Spatial localization data:

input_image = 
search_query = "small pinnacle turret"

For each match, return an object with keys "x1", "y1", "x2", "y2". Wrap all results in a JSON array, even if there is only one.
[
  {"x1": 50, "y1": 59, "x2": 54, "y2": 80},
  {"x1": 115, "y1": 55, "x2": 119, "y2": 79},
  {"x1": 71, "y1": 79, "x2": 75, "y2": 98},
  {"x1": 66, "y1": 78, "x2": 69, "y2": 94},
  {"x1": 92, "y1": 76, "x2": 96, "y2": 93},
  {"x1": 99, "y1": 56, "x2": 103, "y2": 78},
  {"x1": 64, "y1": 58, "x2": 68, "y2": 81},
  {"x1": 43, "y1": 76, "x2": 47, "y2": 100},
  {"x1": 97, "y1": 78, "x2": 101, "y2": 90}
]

* _AIM OF THE EXERCISE_
Retype each entry exactly.

* _RESULT OF THIS EXERCISE_
input_image = 
search_query = "small pinnacle turret"

For each match, return an object with keys "x1", "y1", "x2", "y2". Wrap all results in a JSON array, even if there is only one.
[
  {"x1": 50, "y1": 59, "x2": 54, "y2": 80},
  {"x1": 115, "y1": 55, "x2": 119, "y2": 79},
  {"x1": 71, "y1": 79, "x2": 75, "y2": 98},
  {"x1": 66, "y1": 78, "x2": 69, "y2": 94},
  {"x1": 92, "y1": 76, "x2": 96, "y2": 93},
  {"x1": 99, "y1": 56, "x2": 103, "y2": 78},
  {"x1": 64, "y1": 58, "x2": 68, "y2": 81},
  {"x1": 43, "y1": 76, "x2": 47, "y2": 100},
  {"x1": 97, "y1": 78, "x2": 101, "y2": 90}
]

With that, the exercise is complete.